# TRECHO:
▼▼▼

1. A separação em caso de adultério

Considerando o que é previsto nas propriedades essenciais do matrimônio (unidade e indissolubilidade), o adultério é um atentado ao consorte, pois quebra a fidelidade prometida e assumida na vida a dois, em modo promissor e perpétuo. Se é cometido pelo varão ou pela varoa, dependendo da situação, como veremos a seguir, é motivo de separação, desde que individuado na carne. Em outras palavras, exclui-se de imediato a possibilidade de adultério no espírito ou na mente.
O adultério é o ato pelo qual um homem e uma mulher, que não sendo casados, formam uma outra só carne, que causa a fratura, a infração da unidade pela qual o homem e a mulher em causa formavam uma só carne enquanto esposos.
De acordo com a tradição que já era prevista no Código de 1917 (can. 1129 e 1130), é a única causa no ordenamento canônico que pode ocasionar a separação perpétua.
Ao abordar esta questão, não podemos deixar de elencar alguns princípios básicos, onde podemos individuar o adultério:
1) O adultério deve ser formal ou culpável: precisamente por se um injúria ao cônjuge inocente, ele deve ser cometido como infidelidade, causado pela livre decisão da vontade do seu autor. Diante disso, é necessário que o autor cometa o ato em modo formal e material. Se houve a falta de uma verdadeira intencionalidade, já não é mais adultério. Exemplo: adultério ou quase adultério cometido por uma pessoa que fora forçada, por violência ou medo reverencial. Neste caso há adultério, mas é apenas material e não formal e pode facilmente ser perdoado ou atenuado de culpabilidade;
2) O adultério deve ser perfeito ou consumado: aqui se configura a realização com uma terceira pessoa, não bastando aqueles atos desonestos, que não seja a união carnal. O requisito implica a cópula carnal. Portanto, não bastam as relações sexuais de menor gravidade (carícias, toques, beijos). Tais atos desonestos, porém, podem quebrar a fidelidade ao cônjuge e com o passar do tempo, podem constituir-se como adultério e motivo de separação temporária;
3) O adultério deve ser moralmente certo: deve haver a certeza moral sobre o mesmo, não bastando os meros indícios de provas. Porém, considerando que a maioria dos adultérios são cometidos em modo oculto, a certeza moral pode ser adquirida através de presunções de provas. Exemplo: a esposa encontra o seu esposo dormindo com outra mulher em sua cama.

▲▲▲

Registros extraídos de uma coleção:

▼▼▼

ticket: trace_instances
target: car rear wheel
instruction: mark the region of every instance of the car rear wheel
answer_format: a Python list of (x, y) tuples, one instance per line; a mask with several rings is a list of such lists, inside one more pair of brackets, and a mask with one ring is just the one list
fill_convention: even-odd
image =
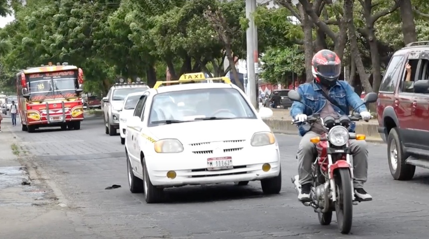
[(140, 193), (143, 192), (143, 181), (134, 176), (133, 172), (133, 166), (130, 161), (128, 154), (125, 152), (127, 156), (127, 175), (128, 176), (128, 186), (130, 191), (132, 193)]
[(164, 195), (164, 189), (157, 188), (152, 185), (148, 174), (148, 169), (144, 164), (143, 165), (143, 188), (145, 200), (147, 203), (157, 203), (161, 202)]
[(265, 194), (278, 194), (281, 189), (281, 170), (278, 175), (261, 180), (262, 191)]
[(396, 180), (409, 180), (414, 176), (416, 166), (407, 164), (408, 157), (402, 149), (402, 141), (396, 127), (391, 129), (387, 138), (387, 157), (390, 173)]

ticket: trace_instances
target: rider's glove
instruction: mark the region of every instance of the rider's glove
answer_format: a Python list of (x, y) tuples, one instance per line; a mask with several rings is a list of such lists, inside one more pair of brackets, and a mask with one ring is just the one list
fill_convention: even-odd
[(307, 120), (307, 115), (300, 114), (295, 117), (295, 120), (298, 122), (304, 122)]
[(371, 119), (371, 114), (368, 112), (368, 111), (363, 111), (360, 113), (361, 117), (362, 118), (362, 120), (369, 120)]

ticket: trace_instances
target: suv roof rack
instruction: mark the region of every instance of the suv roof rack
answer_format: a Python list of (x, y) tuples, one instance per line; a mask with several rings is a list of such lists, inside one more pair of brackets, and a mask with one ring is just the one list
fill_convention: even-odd
[(405, 47), (410, 47), (410, 46), (428, 45), (429, 45), (429, 41), (415, 41), (414, 42), (410, 42), (405, 45)]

▲▲▲

# TAREFAS:
- a) Transcreva o trecho sobre adultério, começando nas palavras "1. A separação" e parando logo após "ou na mente.".
- b) Atualize a listagem do início até a linha que contém "157), (390, 173)]", inclusive, trocando "car rear wheel" por "truck rear wheel" e mantendo todo o resto igual. Devolva somente essas linhas, sem as imagens.

# RESPOSTAS ESPERADAS:
- a)
1. A separação em caso de adultério

Considerando o que é previsto nas propriedades essenciais do matrimônio (unidade e indissolubilidade), o adultério é um atentado ao consorte, pois quebra a fidelidade prometida e assumida na vida a dois, em modo promissor e perpétuo. Se é cometido pelo varão ou pela varoa, dependendo da situação, como veremos a seguir, é motivo de separação, desde que individuado na carne. Em outras palavras, exclui-se de imediato a possibilidade de adultério no espírito ou na mente.

- b)
ticket: trace_instances
target: truck rear wheel
instruction: mark the region of every instance of the truck rear wheel
answer_format: a Python list of (x, y) tuples, one instance per line; a mask with several rings is a list of such lists, inside one more pair of brackets, and a mask with one ring is just the one list
fill_convention: even-odd
image =
[(140, 193), (143, 192), (143, 181), (134, 176), (133, 172), (133, 166), (130, 161), (128, 154), (125, 152), (127, 156), (127, 175), (128, 176), (128, 186), (130, 191), (132, 193)]
[(164, 195), (164, 189), (157, 188), (152, 185), (148, 174), (148, 169), (144, 164), (143, 165), (143, 188), (145, 200), (147, 203), (157, 203), (161, 202)]
[(265, 194), (278, 194), (281, 189), (281, 170), (278, 175), (261, 180), (262, 191)]
[(396, 180), (409, 180), (414, 176), (416, 166), (407, 164), (408, 157), (402, 149), (402, 141), (396, 127), (391, 129), (387, 138), (387, 157), (390, 173)]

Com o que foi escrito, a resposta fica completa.